**Try it**
Beginning with the line containing "[spot] the red", give every line again exactly as it is, ending with the last line of the entries.

**Data records**

■ ■ ■ ■ ■ ■ ■

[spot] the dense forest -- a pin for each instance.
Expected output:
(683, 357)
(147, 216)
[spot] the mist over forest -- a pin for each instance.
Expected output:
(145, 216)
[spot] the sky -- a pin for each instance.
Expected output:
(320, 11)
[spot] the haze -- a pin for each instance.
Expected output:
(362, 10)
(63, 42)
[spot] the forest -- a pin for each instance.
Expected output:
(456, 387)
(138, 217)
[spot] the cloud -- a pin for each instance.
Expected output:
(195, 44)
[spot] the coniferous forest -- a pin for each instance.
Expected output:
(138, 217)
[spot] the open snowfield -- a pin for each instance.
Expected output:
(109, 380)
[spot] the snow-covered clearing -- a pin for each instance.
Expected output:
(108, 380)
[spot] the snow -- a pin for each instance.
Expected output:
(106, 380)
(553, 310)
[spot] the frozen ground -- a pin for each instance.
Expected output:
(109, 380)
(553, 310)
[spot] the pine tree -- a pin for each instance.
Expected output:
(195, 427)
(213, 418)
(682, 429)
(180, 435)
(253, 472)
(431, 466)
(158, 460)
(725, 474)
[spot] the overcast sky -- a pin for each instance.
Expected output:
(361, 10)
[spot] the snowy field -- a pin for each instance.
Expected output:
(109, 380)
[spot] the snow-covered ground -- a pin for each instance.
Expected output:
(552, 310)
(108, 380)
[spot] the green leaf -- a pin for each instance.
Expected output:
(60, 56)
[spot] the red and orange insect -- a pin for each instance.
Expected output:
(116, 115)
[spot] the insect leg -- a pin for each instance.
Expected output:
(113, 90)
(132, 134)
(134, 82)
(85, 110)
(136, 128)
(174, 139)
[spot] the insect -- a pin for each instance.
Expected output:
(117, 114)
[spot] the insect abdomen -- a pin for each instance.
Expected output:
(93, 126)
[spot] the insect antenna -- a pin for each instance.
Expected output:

■ ■ ■ ■ ■ ■ ■

**Written response**
[spot] the red and orange insect -- a pin for each instance.
Expected output:
(116, 115)
[spot] the insect leg -- a pin for each instance.
Expected output:
(113, 90)
(132, 134)
(134, 82)
(85, 110)
(136, 128)
(174, 139)
[spot] the insect -- a pin for each instance.
Expected output:
(117, 114)
[spot] the insect abdomen -- a pin for each instance.
Expected output:
(93, 126)
[spot] the insect antenna -- a pin for each instance.
Expected output:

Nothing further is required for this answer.